[Records of labeled points]
....................

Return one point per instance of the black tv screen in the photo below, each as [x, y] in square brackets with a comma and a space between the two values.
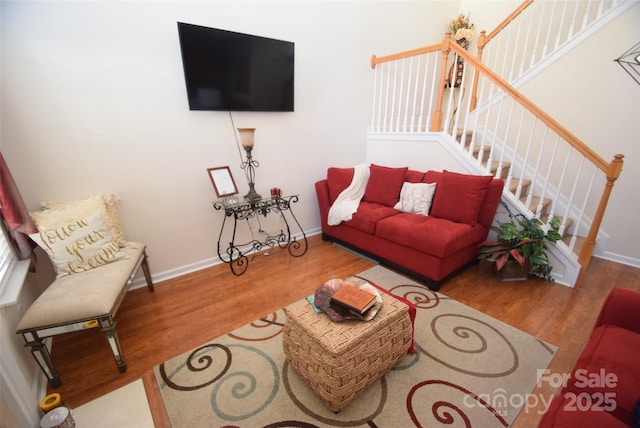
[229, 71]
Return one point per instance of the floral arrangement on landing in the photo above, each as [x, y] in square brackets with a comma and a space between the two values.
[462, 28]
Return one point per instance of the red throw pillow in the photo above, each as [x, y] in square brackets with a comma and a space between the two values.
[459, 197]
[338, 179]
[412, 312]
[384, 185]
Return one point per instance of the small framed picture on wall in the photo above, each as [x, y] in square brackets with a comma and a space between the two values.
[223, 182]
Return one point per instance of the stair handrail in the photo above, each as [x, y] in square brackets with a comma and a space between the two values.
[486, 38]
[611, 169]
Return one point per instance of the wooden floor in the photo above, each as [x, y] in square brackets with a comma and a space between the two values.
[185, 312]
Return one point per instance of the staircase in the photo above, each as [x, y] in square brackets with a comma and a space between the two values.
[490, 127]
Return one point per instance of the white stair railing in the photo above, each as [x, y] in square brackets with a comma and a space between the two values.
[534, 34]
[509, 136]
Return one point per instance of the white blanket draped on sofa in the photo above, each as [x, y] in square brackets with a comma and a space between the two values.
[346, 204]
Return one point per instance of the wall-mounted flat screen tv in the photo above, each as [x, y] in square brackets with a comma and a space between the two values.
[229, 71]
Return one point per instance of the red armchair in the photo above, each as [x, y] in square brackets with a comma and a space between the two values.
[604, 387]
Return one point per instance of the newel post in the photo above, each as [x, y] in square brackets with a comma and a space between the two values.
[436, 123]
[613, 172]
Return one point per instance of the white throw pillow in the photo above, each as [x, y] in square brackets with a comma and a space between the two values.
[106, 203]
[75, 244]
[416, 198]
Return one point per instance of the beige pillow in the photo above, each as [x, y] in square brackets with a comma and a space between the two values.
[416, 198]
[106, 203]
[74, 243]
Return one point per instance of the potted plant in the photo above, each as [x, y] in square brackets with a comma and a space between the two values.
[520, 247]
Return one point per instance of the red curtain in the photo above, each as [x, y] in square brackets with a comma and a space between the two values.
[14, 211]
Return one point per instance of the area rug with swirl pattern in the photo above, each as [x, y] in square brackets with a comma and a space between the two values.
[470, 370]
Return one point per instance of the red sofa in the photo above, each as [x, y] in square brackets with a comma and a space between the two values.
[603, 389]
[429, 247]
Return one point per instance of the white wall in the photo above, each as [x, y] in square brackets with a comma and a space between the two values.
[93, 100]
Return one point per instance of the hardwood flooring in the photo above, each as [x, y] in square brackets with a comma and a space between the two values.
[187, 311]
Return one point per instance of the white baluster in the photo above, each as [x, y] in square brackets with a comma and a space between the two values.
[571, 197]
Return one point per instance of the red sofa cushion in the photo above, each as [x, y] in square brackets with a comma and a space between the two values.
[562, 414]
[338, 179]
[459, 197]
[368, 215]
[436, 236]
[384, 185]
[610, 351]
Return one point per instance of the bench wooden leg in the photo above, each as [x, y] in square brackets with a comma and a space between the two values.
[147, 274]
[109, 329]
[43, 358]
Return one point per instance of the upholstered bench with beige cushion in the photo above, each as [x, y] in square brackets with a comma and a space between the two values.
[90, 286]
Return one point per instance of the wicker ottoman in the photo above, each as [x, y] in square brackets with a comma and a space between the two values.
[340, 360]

....................

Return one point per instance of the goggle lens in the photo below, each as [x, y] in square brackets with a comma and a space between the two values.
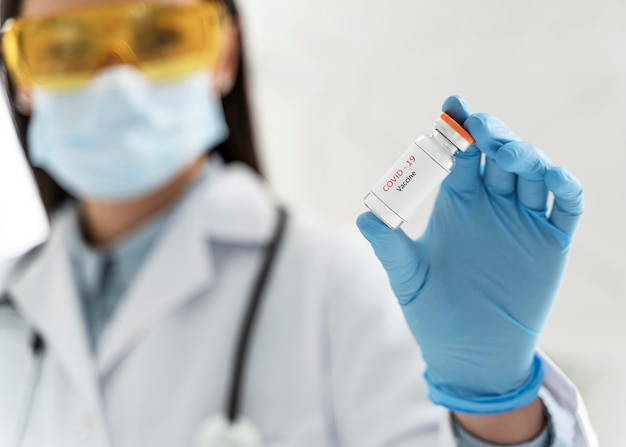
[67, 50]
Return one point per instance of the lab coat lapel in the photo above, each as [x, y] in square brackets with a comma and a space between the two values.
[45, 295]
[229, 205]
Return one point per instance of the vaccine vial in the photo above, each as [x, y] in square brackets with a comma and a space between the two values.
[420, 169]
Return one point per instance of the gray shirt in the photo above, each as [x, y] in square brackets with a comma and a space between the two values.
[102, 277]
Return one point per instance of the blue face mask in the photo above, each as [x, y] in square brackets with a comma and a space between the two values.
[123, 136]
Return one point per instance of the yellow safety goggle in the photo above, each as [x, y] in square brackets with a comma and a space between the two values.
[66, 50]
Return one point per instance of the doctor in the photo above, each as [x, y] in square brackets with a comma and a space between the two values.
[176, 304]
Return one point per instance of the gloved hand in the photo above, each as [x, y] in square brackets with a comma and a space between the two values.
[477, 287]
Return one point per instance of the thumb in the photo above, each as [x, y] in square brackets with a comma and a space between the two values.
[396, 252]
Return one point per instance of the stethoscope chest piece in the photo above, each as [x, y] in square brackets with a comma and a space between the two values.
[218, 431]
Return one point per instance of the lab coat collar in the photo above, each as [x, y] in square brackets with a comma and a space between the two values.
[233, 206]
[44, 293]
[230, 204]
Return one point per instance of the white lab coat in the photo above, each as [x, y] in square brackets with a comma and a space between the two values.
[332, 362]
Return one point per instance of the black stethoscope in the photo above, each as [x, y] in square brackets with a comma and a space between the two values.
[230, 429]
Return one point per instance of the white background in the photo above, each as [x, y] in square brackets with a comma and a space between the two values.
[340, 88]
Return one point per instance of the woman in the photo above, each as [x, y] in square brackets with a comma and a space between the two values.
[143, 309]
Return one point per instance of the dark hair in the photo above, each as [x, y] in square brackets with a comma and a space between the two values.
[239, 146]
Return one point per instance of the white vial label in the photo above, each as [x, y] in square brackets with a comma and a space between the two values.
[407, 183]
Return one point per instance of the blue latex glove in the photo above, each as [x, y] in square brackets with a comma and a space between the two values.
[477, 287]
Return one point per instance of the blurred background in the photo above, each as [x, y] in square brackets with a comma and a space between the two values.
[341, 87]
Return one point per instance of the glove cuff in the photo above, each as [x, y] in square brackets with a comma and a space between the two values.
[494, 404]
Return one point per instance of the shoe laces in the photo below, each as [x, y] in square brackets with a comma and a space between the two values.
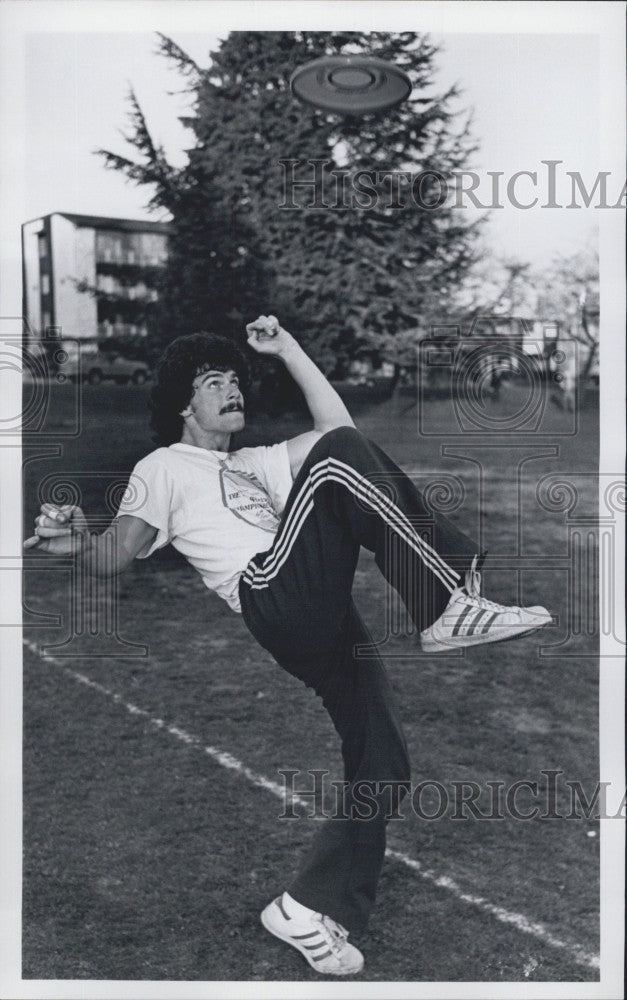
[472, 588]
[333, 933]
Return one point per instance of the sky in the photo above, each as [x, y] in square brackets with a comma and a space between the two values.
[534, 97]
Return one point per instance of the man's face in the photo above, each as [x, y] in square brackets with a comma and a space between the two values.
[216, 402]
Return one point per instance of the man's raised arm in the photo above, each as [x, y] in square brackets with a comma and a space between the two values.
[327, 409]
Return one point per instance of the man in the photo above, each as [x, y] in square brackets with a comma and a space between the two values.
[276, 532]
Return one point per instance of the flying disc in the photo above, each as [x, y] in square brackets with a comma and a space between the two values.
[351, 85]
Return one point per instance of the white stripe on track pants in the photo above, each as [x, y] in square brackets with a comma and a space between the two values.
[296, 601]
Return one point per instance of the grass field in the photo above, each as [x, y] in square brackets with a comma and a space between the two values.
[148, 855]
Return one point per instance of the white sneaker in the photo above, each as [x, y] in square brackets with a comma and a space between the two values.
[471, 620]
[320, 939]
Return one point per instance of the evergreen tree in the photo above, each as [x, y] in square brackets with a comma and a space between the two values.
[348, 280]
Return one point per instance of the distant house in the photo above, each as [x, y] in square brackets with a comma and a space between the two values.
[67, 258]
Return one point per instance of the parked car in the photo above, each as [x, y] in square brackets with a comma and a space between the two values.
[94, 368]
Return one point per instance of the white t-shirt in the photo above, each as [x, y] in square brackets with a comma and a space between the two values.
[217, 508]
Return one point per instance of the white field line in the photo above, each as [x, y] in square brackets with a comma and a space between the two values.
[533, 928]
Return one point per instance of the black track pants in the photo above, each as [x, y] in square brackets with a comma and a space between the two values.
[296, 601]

....................

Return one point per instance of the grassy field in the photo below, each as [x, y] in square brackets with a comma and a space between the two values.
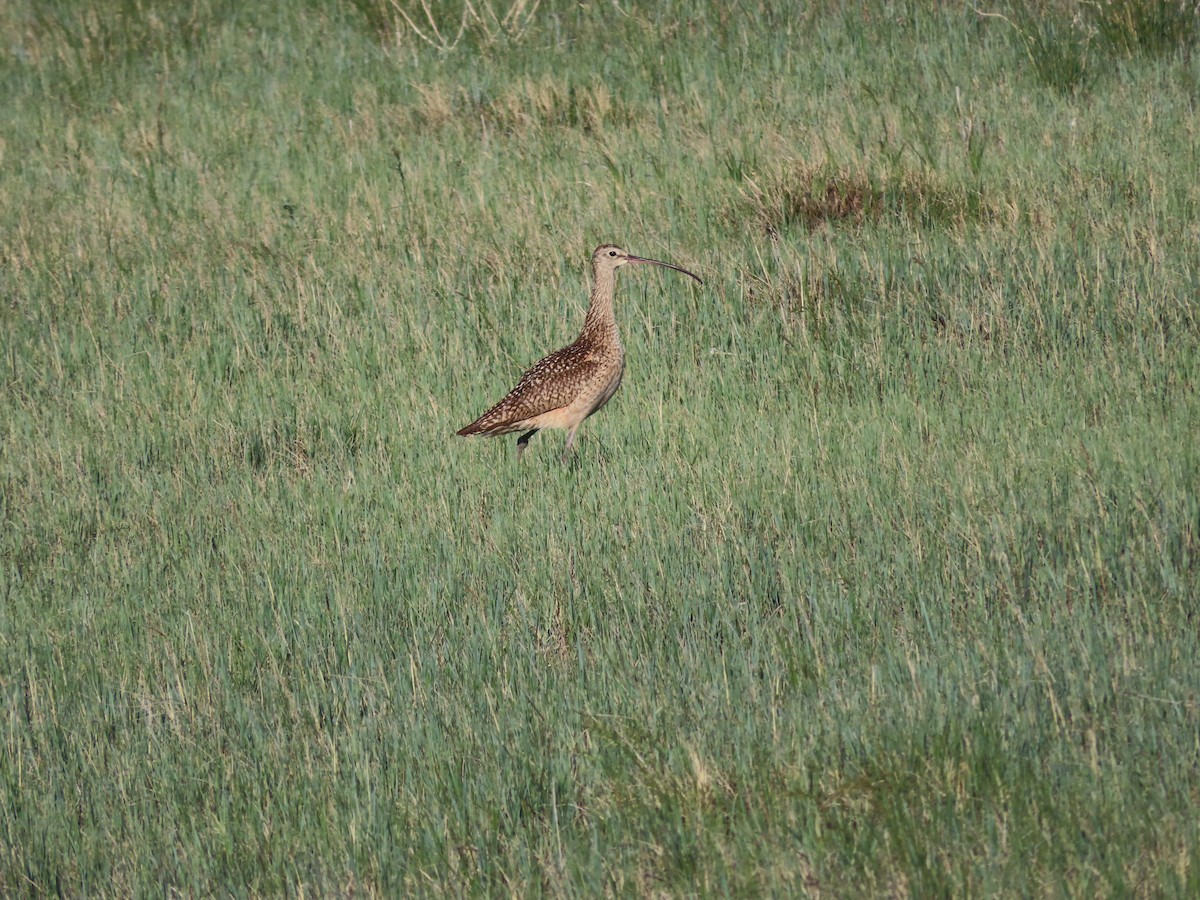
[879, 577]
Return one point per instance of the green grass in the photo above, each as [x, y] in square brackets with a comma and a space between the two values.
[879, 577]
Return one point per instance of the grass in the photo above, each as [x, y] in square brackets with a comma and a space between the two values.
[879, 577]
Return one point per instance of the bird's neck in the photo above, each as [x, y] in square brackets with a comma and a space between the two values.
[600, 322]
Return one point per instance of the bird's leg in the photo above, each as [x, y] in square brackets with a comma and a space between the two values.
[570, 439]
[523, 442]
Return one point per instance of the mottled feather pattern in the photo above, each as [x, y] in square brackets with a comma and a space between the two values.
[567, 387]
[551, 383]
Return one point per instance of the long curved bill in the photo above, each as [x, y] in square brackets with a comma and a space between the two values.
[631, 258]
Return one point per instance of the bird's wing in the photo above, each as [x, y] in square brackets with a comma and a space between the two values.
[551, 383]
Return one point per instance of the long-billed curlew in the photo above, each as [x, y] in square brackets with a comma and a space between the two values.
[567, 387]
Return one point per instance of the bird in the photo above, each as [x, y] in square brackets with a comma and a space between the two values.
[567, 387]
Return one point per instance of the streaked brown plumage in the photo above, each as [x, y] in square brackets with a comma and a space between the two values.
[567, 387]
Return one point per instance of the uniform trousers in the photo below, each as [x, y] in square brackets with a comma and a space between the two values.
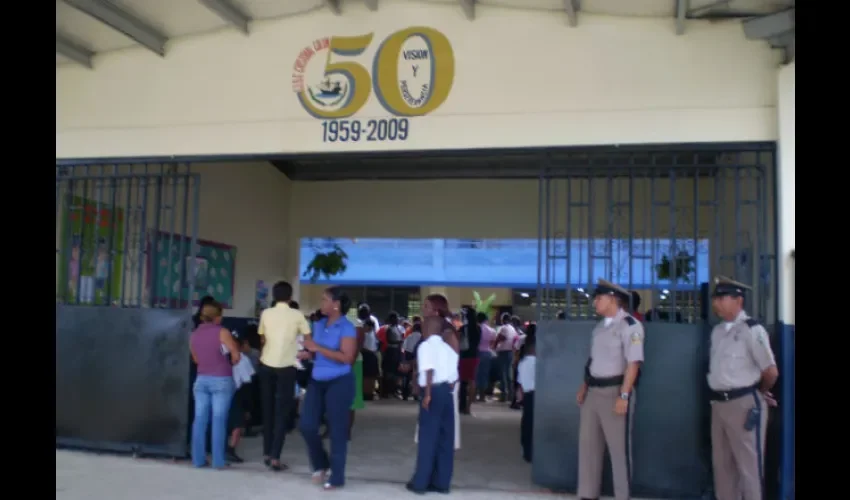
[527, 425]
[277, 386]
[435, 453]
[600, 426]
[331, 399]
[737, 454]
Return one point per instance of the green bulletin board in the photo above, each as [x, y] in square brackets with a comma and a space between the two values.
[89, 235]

....................

**YOUR GOAL:** Return every line in the entries above that contains the string "face". Treat uppercase and lowercase letters as different.

**TASK SOLUTION:**
Return one point per instance of the blue face mask in the photo above, each as [x, y] in square brackets with a comma and a space between the two values.
Return one point per instance of the man's face in the photo above, each as [x, y] in square brackets with a comma and a space between the two values.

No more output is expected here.